- REQUEST
Which lines below contain the word "sunlit"? Show every one of them in full.

Dataset rows on where objects appear:
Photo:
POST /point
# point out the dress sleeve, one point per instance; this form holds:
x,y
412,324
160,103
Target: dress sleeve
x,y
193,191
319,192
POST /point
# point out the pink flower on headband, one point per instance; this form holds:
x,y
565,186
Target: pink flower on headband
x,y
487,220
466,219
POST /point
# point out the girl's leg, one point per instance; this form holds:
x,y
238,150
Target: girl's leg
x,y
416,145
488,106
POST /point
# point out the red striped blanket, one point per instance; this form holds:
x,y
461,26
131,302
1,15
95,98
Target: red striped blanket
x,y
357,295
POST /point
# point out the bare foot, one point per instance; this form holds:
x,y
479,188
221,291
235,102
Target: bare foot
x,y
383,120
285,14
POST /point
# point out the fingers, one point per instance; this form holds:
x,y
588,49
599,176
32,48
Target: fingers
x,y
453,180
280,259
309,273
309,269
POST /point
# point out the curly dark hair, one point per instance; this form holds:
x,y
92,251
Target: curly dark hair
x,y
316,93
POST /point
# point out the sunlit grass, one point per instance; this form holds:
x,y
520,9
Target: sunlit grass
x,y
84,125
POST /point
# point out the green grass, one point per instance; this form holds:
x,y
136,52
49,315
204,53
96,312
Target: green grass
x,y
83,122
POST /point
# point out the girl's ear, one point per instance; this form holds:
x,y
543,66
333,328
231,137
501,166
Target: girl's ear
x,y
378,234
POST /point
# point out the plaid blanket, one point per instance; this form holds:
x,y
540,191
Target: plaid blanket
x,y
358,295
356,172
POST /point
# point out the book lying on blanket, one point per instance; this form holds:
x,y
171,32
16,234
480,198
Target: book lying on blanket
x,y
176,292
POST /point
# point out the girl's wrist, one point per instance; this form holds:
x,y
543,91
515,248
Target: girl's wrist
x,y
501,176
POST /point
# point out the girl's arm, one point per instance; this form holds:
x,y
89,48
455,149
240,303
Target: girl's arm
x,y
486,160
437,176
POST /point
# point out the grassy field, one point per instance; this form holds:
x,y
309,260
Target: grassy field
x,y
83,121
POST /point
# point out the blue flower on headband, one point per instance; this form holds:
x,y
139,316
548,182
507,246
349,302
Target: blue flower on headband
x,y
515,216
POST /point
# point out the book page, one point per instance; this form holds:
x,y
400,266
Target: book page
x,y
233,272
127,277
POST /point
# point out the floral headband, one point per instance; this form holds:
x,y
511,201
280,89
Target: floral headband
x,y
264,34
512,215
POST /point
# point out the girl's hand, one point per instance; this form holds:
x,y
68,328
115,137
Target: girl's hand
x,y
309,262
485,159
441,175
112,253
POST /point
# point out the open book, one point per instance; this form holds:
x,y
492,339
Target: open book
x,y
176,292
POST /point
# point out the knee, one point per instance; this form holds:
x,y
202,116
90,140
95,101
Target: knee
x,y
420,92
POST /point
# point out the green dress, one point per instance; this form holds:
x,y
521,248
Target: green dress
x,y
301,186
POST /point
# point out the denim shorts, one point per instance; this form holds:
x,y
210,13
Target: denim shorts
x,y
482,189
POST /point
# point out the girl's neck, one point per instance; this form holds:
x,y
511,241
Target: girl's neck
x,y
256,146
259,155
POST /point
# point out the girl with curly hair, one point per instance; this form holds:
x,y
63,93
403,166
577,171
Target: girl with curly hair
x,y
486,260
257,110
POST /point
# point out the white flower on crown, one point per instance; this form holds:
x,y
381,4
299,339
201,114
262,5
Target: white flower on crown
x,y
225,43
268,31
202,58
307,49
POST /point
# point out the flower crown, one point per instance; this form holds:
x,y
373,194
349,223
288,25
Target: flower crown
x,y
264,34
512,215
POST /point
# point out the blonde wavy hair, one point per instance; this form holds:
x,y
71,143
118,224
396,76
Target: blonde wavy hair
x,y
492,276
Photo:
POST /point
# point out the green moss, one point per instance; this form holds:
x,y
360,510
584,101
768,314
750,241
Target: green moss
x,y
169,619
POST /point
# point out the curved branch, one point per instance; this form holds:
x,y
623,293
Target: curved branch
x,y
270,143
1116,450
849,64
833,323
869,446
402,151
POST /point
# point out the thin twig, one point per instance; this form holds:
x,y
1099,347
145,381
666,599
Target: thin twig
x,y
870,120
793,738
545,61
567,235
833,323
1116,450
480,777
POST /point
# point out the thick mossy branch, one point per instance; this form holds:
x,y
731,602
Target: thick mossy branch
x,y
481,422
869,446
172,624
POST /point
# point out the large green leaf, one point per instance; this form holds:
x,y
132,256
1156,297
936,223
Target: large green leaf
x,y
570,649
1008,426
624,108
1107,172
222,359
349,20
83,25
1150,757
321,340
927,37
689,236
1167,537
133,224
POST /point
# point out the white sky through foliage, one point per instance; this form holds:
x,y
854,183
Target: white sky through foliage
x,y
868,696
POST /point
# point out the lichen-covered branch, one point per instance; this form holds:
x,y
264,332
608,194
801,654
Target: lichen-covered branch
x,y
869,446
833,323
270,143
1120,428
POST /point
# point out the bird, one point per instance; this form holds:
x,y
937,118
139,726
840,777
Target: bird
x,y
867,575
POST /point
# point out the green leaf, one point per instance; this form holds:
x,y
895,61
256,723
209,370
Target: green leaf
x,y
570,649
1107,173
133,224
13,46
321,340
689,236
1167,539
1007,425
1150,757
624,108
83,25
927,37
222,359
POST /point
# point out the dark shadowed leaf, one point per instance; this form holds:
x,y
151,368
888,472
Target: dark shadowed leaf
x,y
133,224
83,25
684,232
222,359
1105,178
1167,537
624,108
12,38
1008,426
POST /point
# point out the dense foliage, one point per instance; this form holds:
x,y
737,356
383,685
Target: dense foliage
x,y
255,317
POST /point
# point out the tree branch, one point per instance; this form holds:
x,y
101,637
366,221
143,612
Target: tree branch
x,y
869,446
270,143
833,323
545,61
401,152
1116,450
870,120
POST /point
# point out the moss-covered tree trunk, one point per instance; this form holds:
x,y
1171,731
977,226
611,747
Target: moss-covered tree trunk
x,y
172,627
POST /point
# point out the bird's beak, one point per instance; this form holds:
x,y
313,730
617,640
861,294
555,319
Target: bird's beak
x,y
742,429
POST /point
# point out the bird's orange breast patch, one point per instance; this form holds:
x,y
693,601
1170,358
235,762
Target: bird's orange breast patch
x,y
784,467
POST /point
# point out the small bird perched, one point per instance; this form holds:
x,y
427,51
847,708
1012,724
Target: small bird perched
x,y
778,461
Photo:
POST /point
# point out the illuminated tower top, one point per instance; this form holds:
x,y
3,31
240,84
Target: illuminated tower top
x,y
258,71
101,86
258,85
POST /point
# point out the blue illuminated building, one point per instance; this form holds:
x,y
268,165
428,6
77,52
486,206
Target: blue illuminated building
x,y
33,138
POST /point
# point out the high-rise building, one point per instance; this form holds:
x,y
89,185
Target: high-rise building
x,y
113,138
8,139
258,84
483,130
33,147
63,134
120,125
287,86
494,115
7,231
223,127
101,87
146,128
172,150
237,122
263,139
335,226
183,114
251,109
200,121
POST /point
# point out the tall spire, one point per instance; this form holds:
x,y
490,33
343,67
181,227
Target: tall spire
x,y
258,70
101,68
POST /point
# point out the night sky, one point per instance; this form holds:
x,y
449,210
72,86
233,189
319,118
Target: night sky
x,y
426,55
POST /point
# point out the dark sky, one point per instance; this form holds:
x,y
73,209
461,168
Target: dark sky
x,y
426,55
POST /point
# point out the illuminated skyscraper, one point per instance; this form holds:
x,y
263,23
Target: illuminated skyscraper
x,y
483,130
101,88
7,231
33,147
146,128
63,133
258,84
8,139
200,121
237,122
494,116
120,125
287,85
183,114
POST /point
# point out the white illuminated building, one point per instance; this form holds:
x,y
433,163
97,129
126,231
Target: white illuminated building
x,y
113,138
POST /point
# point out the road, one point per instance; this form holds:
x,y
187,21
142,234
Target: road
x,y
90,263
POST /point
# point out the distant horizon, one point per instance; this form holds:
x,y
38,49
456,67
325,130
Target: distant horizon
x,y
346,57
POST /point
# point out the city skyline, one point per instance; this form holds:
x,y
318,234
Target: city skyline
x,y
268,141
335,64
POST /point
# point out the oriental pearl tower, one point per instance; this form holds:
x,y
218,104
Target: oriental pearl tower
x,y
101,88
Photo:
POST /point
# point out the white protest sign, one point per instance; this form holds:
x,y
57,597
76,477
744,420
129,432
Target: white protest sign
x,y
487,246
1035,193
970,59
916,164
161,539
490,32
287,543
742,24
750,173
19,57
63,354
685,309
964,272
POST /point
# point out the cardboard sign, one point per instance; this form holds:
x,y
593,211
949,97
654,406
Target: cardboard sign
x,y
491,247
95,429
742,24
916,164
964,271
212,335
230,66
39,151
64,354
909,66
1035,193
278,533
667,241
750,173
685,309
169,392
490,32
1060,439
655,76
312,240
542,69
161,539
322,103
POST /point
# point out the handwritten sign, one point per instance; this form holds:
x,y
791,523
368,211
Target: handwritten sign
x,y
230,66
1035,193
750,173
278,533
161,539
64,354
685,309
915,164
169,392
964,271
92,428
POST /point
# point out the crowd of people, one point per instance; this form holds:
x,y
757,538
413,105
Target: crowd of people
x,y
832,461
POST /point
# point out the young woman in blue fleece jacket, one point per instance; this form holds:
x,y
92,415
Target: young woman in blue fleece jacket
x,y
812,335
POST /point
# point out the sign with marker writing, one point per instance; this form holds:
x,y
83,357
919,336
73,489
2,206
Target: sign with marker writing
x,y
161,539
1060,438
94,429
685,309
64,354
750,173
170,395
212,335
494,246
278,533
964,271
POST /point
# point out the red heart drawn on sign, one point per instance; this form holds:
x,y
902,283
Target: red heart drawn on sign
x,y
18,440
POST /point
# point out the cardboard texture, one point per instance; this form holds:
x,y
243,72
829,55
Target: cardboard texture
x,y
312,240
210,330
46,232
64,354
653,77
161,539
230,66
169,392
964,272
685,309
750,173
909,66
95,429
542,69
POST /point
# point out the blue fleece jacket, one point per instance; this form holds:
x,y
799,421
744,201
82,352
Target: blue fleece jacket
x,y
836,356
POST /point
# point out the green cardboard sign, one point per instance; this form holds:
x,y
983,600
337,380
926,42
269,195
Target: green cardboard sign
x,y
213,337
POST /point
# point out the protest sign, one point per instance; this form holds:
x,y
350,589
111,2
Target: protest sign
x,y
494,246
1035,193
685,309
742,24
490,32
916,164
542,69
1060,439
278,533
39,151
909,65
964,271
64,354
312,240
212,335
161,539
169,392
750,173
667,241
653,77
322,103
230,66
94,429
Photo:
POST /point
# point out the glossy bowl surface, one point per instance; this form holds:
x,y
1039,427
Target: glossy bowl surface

- EXERCISE OUTPUT
# point out the sunlit grass, one point per instance; this form holds:
Target: sunlit grass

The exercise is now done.